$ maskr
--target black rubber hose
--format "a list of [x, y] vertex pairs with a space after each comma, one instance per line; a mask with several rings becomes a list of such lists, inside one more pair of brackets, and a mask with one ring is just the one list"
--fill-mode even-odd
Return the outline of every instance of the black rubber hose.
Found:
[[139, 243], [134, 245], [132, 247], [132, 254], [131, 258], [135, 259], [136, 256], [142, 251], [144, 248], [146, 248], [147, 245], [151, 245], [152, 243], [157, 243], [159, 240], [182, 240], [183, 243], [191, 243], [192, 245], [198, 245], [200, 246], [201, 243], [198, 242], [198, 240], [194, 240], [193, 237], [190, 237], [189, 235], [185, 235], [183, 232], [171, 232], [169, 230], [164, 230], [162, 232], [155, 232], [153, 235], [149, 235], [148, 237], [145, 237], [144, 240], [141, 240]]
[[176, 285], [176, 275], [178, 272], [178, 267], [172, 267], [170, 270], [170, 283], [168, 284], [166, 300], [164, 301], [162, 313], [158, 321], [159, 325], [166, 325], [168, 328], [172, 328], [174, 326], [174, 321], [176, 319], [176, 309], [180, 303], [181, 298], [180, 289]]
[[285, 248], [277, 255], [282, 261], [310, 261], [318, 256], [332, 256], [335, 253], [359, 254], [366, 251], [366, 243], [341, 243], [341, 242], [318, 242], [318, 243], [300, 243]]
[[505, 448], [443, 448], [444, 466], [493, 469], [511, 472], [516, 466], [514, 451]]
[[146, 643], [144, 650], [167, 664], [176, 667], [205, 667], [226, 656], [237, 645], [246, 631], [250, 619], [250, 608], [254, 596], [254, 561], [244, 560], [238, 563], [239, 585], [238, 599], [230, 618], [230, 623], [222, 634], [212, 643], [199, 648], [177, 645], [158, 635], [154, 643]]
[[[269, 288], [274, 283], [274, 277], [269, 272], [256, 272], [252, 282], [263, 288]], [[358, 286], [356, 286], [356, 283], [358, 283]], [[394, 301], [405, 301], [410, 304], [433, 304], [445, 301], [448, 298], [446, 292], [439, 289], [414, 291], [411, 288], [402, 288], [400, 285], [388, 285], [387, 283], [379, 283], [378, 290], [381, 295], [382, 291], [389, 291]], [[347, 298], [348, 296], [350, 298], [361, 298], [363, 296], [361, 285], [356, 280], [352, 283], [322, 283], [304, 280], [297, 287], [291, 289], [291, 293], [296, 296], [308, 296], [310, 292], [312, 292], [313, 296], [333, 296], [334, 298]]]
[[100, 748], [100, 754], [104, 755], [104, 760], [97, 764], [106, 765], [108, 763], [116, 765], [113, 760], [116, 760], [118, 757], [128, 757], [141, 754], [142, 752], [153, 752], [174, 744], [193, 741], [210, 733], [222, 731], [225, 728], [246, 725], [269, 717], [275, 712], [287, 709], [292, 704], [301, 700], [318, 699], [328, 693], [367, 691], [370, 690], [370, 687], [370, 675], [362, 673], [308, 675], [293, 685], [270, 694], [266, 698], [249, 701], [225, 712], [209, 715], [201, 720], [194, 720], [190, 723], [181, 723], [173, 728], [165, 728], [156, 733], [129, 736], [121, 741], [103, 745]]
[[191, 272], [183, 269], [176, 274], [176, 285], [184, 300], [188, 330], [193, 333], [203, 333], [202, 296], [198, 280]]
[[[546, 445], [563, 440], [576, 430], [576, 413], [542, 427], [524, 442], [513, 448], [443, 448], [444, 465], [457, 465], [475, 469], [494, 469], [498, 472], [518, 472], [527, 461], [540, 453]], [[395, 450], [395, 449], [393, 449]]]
-=-=-
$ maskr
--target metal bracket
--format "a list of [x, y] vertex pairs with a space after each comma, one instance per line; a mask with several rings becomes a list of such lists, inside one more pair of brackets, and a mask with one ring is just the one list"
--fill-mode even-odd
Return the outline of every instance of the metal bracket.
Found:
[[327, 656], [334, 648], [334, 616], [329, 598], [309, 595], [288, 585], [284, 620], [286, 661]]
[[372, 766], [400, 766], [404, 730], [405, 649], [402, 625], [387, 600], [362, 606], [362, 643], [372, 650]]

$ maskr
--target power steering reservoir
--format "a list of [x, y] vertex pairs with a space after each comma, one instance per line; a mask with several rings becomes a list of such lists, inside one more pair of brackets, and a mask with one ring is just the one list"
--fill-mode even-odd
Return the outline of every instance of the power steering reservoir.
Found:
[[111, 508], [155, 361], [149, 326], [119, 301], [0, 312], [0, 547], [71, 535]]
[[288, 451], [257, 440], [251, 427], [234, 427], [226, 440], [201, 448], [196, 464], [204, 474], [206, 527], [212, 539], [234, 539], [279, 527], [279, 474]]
-=-=-
**Your task:** In the entries above, copy each line that contains the string "every".

**Problem solution:**
Return the outline of every instance of the black rubber hose.
Return the outline of every instance of the metal bracket.
Return the outline of every instance of the power steering reservoir.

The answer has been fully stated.